--- PROBLEM DESCRIPTION ---
Exactly as they appear below, repeat the lines from the one with "Q: Point out each instance of the blurred" through the one with "Q: Point out each instance of the sepal", and no others.

--- INFORMATION ---
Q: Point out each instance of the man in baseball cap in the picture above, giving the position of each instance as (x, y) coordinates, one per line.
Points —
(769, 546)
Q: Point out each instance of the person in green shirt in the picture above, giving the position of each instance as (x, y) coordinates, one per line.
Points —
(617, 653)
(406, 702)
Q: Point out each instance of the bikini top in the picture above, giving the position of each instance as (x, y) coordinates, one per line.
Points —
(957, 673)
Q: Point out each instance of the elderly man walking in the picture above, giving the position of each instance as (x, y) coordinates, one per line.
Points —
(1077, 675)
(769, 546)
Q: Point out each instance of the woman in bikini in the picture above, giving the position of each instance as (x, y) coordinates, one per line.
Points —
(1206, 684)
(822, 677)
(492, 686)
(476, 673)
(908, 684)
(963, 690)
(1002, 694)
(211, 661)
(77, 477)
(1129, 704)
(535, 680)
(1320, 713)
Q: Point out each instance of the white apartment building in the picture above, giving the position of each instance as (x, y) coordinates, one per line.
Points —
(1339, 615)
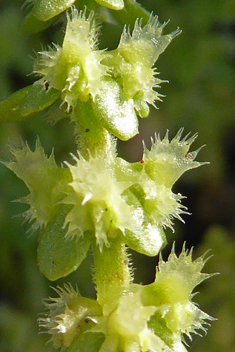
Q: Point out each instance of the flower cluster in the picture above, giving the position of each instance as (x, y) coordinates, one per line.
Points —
(146, 318)
(109, 196)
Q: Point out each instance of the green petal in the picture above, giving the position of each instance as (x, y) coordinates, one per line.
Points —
(44, 10)
(112, 4)
(37, 99)
(58, 256)
(114, 113)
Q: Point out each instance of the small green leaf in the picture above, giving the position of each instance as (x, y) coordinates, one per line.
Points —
(112, 4)
(37, 99)
(158, 325)
(58, 256)
(10, 108)
(25, 102)
(44, 10)
(31, 24)
(115, 113)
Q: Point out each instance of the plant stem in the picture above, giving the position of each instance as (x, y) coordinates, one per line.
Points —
(112, 271)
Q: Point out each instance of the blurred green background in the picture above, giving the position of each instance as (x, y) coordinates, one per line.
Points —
(200, 66)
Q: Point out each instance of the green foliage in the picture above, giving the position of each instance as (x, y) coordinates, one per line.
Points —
(96, 198)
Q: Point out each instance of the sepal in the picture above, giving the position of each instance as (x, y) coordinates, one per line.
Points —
(75, 69)
(167, 160)
(68, 316)
(57, 255)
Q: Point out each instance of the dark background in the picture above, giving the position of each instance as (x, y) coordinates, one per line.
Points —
(200, 66)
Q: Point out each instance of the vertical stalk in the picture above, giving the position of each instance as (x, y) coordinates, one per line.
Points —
(112, 272)
(91, 137)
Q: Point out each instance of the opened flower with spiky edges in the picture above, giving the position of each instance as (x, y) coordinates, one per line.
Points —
(98, 205)
(46, 181)
(75, 69)
(172, 293)
(155, 317)
(67, 315)
(109, 196)
(132, 62)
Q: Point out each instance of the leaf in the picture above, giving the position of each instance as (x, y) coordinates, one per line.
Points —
(112, 4)
(37, 99)
(58, 256)
(44, 10)
(25, 102)
(10, 110)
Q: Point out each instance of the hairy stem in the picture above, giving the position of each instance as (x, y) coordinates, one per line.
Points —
(112, 271)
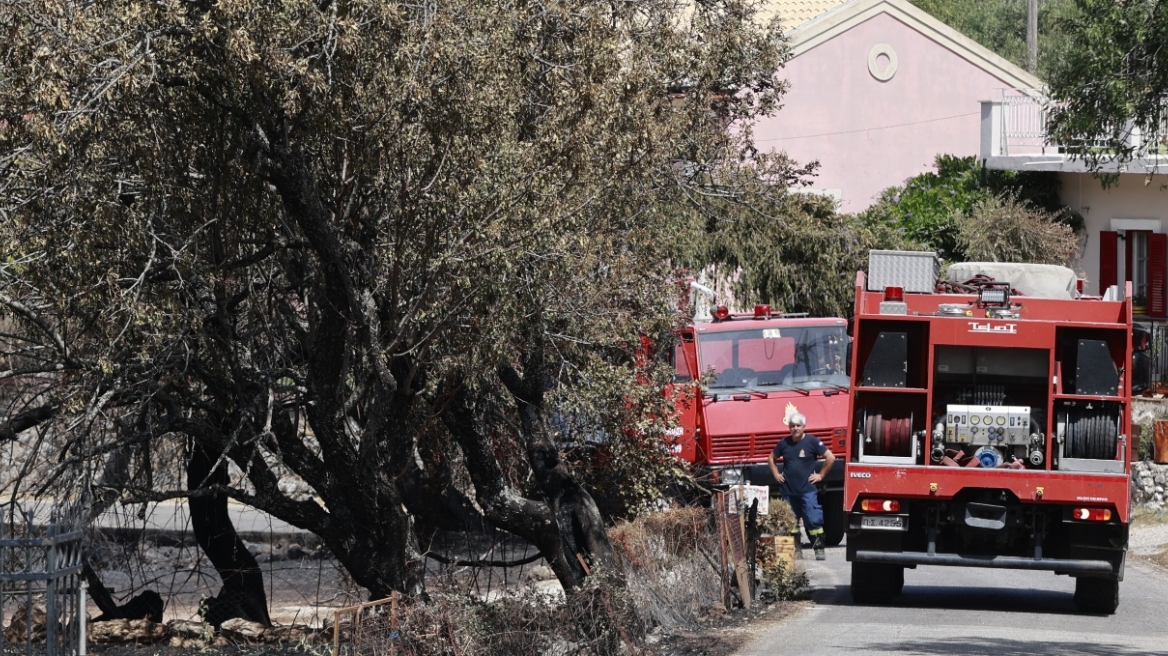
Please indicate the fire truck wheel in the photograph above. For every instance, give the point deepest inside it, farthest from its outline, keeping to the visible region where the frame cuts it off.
(1097, 595)
(834, 516)
(875, 583)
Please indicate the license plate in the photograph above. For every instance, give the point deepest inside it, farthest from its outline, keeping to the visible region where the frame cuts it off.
(895, 523)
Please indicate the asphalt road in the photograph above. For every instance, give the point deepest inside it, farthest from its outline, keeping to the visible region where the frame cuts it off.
(965, 611)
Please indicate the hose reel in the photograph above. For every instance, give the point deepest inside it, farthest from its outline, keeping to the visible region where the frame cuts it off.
(885, 435)
(1089, 433)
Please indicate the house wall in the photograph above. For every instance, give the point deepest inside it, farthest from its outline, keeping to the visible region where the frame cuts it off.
(869, 134)
(1131, 199)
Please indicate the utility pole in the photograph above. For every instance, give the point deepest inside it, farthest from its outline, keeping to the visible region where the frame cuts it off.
(1031, 36)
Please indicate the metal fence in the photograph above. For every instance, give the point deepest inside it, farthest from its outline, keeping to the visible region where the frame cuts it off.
(40, 567)
(1023, 123)
(1158, 354)
(1024, 113)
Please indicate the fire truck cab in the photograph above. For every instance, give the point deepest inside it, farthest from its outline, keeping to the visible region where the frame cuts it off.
(739, 376)
(989, 427)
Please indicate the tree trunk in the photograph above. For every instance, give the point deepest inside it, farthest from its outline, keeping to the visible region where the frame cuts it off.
(242, 594)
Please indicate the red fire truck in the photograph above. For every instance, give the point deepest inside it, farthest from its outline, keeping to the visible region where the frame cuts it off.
(760, 368)
(989, 430)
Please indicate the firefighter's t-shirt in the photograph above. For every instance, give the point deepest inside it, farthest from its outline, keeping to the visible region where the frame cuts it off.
(798, 463)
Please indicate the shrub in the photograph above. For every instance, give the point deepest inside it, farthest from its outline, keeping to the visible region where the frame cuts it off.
(779, 521)
(1005, 229)
(781, 583)
(669, 562)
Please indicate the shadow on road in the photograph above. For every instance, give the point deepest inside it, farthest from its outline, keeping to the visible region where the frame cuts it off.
(991, 599)
(957, 646)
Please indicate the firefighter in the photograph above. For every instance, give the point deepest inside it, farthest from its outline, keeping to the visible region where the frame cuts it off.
(799, 453)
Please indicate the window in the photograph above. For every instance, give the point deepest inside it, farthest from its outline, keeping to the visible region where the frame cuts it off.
(1135, 256)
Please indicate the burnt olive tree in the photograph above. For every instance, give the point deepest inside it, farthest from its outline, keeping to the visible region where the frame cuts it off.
(365, 244)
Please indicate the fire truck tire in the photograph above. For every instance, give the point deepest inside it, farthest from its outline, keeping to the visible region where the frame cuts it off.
(834, 517)
(875, 583)
(1097, 595)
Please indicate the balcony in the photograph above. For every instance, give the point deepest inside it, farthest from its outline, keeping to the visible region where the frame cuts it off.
(1014, 138)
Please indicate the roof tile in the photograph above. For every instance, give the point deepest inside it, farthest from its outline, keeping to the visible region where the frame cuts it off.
(793, 13)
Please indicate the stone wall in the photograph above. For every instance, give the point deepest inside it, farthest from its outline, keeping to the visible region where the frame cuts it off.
(1149, 481)
(1148, 484)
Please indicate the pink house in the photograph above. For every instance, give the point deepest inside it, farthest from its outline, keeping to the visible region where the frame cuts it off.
(878, 89)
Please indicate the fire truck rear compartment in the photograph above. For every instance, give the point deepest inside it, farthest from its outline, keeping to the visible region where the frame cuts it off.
(991, 528)
(994, 406)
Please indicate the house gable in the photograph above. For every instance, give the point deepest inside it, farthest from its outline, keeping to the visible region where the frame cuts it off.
(848, 15)
(878, 89)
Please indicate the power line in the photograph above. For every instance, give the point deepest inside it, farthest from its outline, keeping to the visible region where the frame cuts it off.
(869, 128)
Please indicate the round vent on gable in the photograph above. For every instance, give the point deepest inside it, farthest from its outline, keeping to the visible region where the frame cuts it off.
(882, 62)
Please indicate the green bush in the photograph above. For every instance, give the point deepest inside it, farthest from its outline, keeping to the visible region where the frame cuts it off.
(932, 208)
(781, 583)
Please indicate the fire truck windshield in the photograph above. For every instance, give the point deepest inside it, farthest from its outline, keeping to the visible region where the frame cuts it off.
(795, 357)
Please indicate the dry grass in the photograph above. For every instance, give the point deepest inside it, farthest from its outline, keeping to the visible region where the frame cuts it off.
(669, 562)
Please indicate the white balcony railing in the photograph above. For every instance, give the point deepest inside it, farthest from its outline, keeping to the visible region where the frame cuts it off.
(1016, 126)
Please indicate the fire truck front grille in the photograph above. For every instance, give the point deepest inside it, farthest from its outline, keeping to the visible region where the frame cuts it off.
(742, 449)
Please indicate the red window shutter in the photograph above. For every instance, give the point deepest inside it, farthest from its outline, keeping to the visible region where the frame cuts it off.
(1158, 274)
(1109, 264)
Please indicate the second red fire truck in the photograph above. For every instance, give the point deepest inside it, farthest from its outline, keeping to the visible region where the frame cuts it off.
(989, 428)
(759, 368)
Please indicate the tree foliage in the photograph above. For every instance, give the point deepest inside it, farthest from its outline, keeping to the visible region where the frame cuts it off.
(1005, 229)
(787, 249)
(370, 245)
(1113, 82)
(932, 209)
(1001, 25)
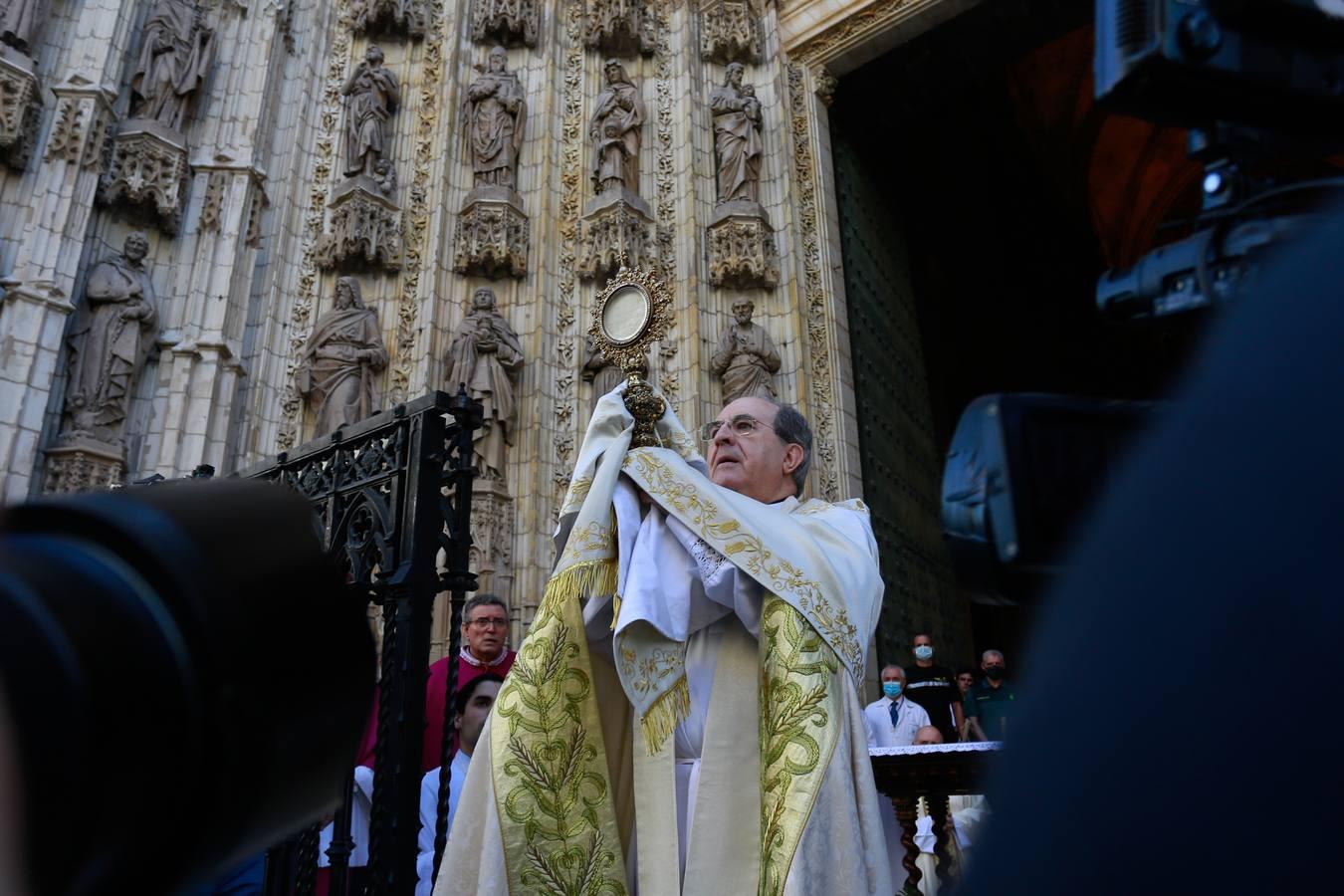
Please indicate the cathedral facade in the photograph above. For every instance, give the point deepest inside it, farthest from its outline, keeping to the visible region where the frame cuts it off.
(229, 227)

--- OUTPUT ---
Q: Point out each instance of the blurred green background in the picture above, giving the position of each instance as (x, y) coordinates, one per line.
Points —
(200, 66)
Q: Point out each instance of the green foliage in the picture above, giving the position of each instance as (x, y) coordinates, one per line.
Points —
(96, 198)
Q: Point out each instance of the sepal in the picture above, giving the position of each instance as (x, y) coordinates, one per line.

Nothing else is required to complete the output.